● WHAT THE EXERCISE ASKS
Word for word, restate every line of the material.
----
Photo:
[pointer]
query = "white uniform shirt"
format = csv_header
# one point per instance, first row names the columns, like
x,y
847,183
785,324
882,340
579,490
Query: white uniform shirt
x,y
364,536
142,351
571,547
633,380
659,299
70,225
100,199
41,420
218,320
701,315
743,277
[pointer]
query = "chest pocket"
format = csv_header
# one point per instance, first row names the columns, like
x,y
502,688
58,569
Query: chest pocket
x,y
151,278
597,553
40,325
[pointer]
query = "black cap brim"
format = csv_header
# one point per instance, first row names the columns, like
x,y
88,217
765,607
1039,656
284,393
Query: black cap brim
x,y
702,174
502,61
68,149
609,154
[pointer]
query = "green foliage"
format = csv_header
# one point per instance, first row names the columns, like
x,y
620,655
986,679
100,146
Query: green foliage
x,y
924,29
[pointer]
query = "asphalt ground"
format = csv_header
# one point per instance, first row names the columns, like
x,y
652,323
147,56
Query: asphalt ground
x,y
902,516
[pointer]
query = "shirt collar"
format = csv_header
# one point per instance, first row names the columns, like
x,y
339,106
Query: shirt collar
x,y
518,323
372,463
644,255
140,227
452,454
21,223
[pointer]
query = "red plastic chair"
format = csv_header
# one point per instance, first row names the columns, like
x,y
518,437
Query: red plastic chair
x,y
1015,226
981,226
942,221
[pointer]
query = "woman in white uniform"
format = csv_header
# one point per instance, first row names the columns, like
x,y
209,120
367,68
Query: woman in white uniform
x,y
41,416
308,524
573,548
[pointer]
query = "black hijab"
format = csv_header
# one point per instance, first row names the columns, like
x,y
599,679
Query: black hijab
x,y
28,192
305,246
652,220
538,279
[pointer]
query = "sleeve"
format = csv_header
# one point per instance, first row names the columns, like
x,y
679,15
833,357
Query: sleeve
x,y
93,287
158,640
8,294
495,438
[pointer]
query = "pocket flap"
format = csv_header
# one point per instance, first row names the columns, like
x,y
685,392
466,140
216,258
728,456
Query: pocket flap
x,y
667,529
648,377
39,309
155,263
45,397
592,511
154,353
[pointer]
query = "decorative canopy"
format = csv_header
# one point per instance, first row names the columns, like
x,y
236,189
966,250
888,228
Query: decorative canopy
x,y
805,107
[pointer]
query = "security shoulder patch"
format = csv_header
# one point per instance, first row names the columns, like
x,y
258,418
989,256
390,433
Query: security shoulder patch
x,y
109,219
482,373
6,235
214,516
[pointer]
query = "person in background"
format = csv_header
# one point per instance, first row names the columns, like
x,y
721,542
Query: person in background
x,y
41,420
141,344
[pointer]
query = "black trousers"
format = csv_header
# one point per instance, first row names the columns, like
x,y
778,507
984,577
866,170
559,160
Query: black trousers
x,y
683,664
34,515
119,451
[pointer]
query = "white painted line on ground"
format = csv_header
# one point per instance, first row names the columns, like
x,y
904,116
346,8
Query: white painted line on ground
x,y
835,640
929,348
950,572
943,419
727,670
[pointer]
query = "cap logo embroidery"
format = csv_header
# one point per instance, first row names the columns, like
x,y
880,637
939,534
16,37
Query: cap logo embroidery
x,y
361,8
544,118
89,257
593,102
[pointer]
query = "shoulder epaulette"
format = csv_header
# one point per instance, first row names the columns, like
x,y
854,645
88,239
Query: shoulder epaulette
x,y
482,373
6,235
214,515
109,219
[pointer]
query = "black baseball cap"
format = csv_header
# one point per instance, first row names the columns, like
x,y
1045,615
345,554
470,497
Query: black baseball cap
----
● COMPLETED TASK
Photo:
[pointer]
query = "white uniform shirt"
format = csv_header
# one point per instance, first row names the columns, like
x,y
847,183
785,324
882,340
579,490
Query: white uniform shirt
x,y
364,536
142,351
571,547
633,380
659,299
70,225
100,199
41,420
218,320
701,315
743,277
[pointer]
query = "chest pocket"
format = csv_header
# one point per instance, first row names the columns, like
x,y
502,688
58,569
Query: chest pocket
x,y
151,278
597,553
40,325
[pointer]
query = "black cap brim"
format = csv_header
# one point per instance, first row names the columns, like
x,y
88,217
765,607
1039,656
284,393
Query: black cap brim
x,y
702,174
502,61
68,149
609,154
[pointer]
query = "green foliage"
format = csv_header
# one point per instance, first row names the columns, like
x,y
620,655
986,679
100,146
Query: green foliage
x,y
924,29
[pointer]
query = "asphalt ground"
format = csv_header
# one point per instance, first row names the columns, like
x,y
652,323
147,56
Query: asphalt ground
x,y
902,516
[pointer]
query = "shirt collar"
format = csv_header
# one point per instance, first row names the columns, like
x,y
339,106
Query: shirt collar
x,y
518,323
372,463
644,255
140,227
452,454
21,223
[pointer]
query = "red plastic chair"
format = csv_header
# one point per instance, first row names the columns, like
x,y
518,437
Query: red plastic chair
x,y
1015,226
981,226
942,221
[pointer]
query = "woman in white uniform"
format = csv_header
# one point per instance, first row names the columns, like
x,y
209,120
367,68
Query: woman in white uniform
x,y
41,416
308,524
573,548
[pointer]
query = "black hijab"
format = csv_header
# one point per instance, first row names the columns, like
x,y
599,679
Query: black hijab
x,y
28,192
305,246
652,220
538,279
[pointer]
query = "sleeve"
format = csv_header
# one point per instance, first row names the columns, like
x,y
679,15
833,357
Query: sleeve
x,y
93,287
158,640
8,294
495,438
[pointer]
query = "pocket flap"
format = csv_header
# one point per instance, first row names the columns, like
x,y
685,392
466,140
216,258
728,456
Query: pocket flap
x,y
667,529
648,377
39,309
155,263
45,397
592,511
154,353
[pointer]
query = "decorative canopy"
format = csv_header
# one point per instance, first row names the columns, like
x,y
236,189
966,250
888,228
Query: decorative canopy
x,y
805,107
[pointer]
query = "security shoulder patch"
format = csv_header
# one point per instance, first row names the columns, like
x,y
258,418
989,256
390,433
Query: security shoulder patch
x,y
109,219
482,373
6,235
214,516
[pointer]
query = "person in background"
format = csv_header
# one point per instance, first row names the columns, like
x,y
721,542
Query: person in background
x,y
41,420
141,344
[pointer]
query = "black trousers"
format = csv_header
# one point per instance, first row names the columns, like
x,y
778,507
984,577
866,170
559,160
Query: black trousers
x,y
683,664
34,515
119,451
[pointer]
query = "white painted line on ground"
format = csv_header
# one point per instance, first row names the columns, like
x,y
904,116
346,8
Query: white painted line on ground
x,y
835,640
929,348
950,572
943,419
727,670
[pointer]
query = "cap logo embroidery"
format = csv_header
# one point per instance, first row names the columns, like
x,y
880,637
939,534
16,37
Query: cap logo embroidery
x,y
361,8
544,118
89,257
593,102
[pointer]
query = "shoulder epaulette"
format = csv_header
# one point per instance, first row names the columns, like
x,y
854,645
88,239
Query: shoulder epaulette
x,y
482,373
6,235
214,515
109,219
[pointer]
query = "black baseball cap"
format = csv_header
# one point per instance, first row names the columns, like
x,y
1045,615
345,554
470,497
Query: black baseball cap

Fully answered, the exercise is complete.